### Information supplied
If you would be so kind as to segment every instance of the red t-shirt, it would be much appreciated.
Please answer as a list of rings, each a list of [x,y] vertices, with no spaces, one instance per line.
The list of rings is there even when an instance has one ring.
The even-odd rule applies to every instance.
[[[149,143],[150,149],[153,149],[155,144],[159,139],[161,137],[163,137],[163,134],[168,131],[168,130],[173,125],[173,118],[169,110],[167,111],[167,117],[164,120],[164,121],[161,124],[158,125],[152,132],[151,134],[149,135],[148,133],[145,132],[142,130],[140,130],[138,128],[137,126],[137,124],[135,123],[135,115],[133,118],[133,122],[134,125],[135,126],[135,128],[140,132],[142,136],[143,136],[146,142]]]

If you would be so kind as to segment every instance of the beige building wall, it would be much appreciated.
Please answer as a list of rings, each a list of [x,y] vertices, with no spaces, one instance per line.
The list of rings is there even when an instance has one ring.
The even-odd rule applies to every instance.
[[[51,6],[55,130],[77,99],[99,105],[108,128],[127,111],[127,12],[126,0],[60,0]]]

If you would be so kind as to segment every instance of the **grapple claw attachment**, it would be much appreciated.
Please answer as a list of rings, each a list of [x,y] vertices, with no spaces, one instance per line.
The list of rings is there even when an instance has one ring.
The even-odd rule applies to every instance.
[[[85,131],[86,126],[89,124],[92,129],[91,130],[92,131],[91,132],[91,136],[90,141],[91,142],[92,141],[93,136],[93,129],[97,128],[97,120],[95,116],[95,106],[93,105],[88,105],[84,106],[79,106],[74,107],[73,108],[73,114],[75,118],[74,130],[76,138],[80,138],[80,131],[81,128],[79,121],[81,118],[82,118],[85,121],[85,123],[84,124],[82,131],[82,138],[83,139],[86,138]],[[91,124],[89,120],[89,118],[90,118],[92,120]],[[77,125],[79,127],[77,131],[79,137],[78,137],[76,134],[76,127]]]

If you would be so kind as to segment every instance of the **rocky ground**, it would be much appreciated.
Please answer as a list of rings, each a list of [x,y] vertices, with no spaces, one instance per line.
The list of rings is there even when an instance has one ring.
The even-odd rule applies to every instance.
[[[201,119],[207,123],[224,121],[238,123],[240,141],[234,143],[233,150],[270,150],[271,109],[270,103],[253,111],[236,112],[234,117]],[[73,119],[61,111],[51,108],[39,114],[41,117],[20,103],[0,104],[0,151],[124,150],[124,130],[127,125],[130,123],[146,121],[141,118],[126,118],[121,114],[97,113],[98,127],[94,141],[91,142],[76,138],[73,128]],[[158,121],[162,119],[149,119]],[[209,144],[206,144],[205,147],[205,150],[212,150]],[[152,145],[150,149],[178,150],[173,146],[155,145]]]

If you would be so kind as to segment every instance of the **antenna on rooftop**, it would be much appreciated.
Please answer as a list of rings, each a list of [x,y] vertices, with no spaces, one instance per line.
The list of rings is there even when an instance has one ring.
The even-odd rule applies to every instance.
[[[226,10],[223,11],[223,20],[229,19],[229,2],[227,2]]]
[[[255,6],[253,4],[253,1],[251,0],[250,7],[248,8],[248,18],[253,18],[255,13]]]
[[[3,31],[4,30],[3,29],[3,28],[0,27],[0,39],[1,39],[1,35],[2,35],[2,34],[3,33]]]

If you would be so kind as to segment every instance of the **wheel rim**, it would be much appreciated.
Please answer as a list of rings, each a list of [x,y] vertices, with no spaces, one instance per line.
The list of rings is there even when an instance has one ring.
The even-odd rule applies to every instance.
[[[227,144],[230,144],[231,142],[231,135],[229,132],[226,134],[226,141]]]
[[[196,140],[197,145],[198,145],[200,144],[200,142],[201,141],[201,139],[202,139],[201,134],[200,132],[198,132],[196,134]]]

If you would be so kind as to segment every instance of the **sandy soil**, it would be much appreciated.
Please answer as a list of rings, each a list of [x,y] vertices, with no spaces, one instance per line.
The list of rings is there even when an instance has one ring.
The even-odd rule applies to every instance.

### Instructions to follow
Could you repeat the data above with every "even-odd rule" changed to "nonzero winding rule" and everything else left as it is?

### Output for this task
If you would be so kind as to segment every instance of the red t-shirt, it would be much appreciated.
Please answer as a list of rings, each a list of [x,y] vertices, with no spaces, one instance per line.
The list of rings is there even when an instance has one ring.
The nonzero winding rule applies to every instance.
[[[149,143],[150,149],[153,149],[155,144],[159,139],[161,137],[163,137],[163,134],[168,131],[168,130],[173,125],[173,118],[169,110],[167,111],[167,117],[164,120],[164,121],[161,124],[158,125],[152,132],[151,134],[149,135],[148,133],[145,132],[142,130],[140,130],[138,128],[137,126],[137,124],[135,123],[135,115],[133,118],[133,122],[134,125],[135,126],[135,128],[140,132],[142,136],[143,136],[146,142]]]

If you would be so kind as to segment every instance of the beige building wall, it would be much appreciated.
Please answer as a list of rings, each a list of [x,y] vertices, with no spaces, one instance per line.
The list of rings is there even when an instance has one ring.
The nonzero winding rule applies to every instance.
[[[51,6],[55,130],[77,99],[99,105],[108,128],[127,111],[127,12],[126,0],[60,0]]]

If you would be so kind as to segment every instance of the **grapple claw attachment**, it would be much appreciated.
Please answer as a list of rings, each a list of [x,y] vertices, with no spaces, one instance per line.
The list of rings is there even when an instance has one ring.
The nonzero winding rule applies to every instance.
[[[85,131],[86,126],[89,124],[92,129],[91,130],[92,131],[91,132],[91,136],[90,141],[91,142],[92,141],[93,136],[93,129],[97,128],[97,120],[95,116],[95,106],[93,105],[88,105],[84,106],[79,106],[74,107],[73,108],[73,114],[75,118],[74,130],[76,138],[80,138],[80,131],[81,128],[79,121],[81,118],[82,118],[85,121],[85,123],[84,124],[82,131],[82,138],[83,139],[86,138]],[[91,124],[89,120],[89,118],[90,118],[92,120]],[[77,125],[79,127],[77,131],[79,137],[78,137],[76,134],[76,127]]]

If you would be so kind as to segment every instance of the **rocky ground**, it would be much appreciated.
Please answer as a list of rings, each a list of [x,y] vertices, with no spaces, one instance per line.
The list of rings is there even when an instance has one ring.
The nonzero winding rule applies to every instance.
[[[201,119],[207,123],[224,121],[238,123],[240,141],[234,143],[233,150],[270,150],[271,109],[270,103],[253,111],[236,112],[234,117]],[[73,119],[61,111],[51,108],[39,114],[41,117],[20,103],[0,104],[0,151],[124,150],[124,130],[127,125],[130,123],[146,121],[141,118],[126,118],[121,114],[97,113],[98,127],[94,141],[91,142],[76,138],[73,128]],[[158,121],[162,119],[149,119]],[[209,144],[206,144],[205,147],[205,150],[212,150]],[[152,145],[150,149],[178,150],[173,146],[155,145]]]

If you would be so kind as to segment every instance of the **antenna on rooftop**, it would be much appreciated.
Please answer as a list of rings, each a list of [x,y] vertices, with no spaces, one instance per line.
The list of rings is there even when an instance has one ring.
The nonzero winding rule applies to every instance.
[[[226,10],[223,11],[223,20],[229,19],[229,2],[227,2]]]
[[[255,6],[253,4],[253,1],[251,0],[250,7],[248,8],[248,18],[253,18],[255,13]]]
[[[3,31],[4,30],[3,29],[3,28],[0,27],[0,39],[1,39],[1,35],[2,35],[2,34],[3,33]]]

If you would be so kind as to segment every instance of the **wheel rim**, it would be much appreciated.
Please answer as a list of rings, each a list of [x,y] vertices, with no spaces, one instance per line.
The list of rings is there even when an instance has one ring.
The nonzero winding rule applies to every instance.
[[[227,144],[230,144],[231,142],[231,135],[229,132],[226,134],[226,141]]]
[[[196,140],[197,145],[198,145],[200,144],[200,142],[201,141],[201,139],[202,139],[201,134],[200,132],[198,132],[196,134]]]

If you would be so kind as to segment every instance of the **sandy soil**, it would be much appreciated.
Please answer as a list of rings, each a list of [x,y] vertices, with no spaces, one instance per line.
The list of rings is there even when an instance has one ring.
The nonzero winding rule applies to every instance.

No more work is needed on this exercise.